▼▼▼

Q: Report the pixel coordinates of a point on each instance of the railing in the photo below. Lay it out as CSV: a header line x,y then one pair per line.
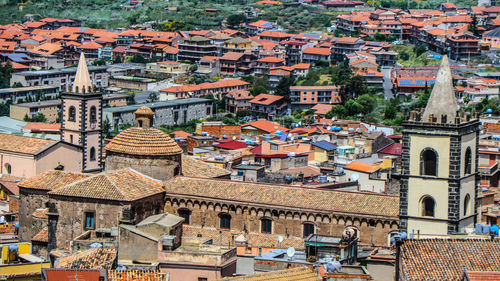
x,y
488,170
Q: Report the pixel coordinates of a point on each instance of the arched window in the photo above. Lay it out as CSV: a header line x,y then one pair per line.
x,y
466,204
8,168
72,114
468,161
92,154
93,114
186,214
308,228
225,221
266,225
428,162
427,206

▲▲▲

→ What you are asked to do
Reproduce the entries above exactly. Do not include the images.

→ Answer area
Q: Report the pixel coordinates of a point on each instance of the railing in the photo below. Lay it out as CSV: a header line x,y then one pair per line.
x,y
488,170
Q: Report the pixel coordinates of a point on each instance of the arched window in the photo above. Lay it out as CSV: a header line x,y then one pair per line.
x,y
466,204
8,168
72,114
468,161
92,154
93,114
186,214
308,228
225,221
266,225
428,162
427,206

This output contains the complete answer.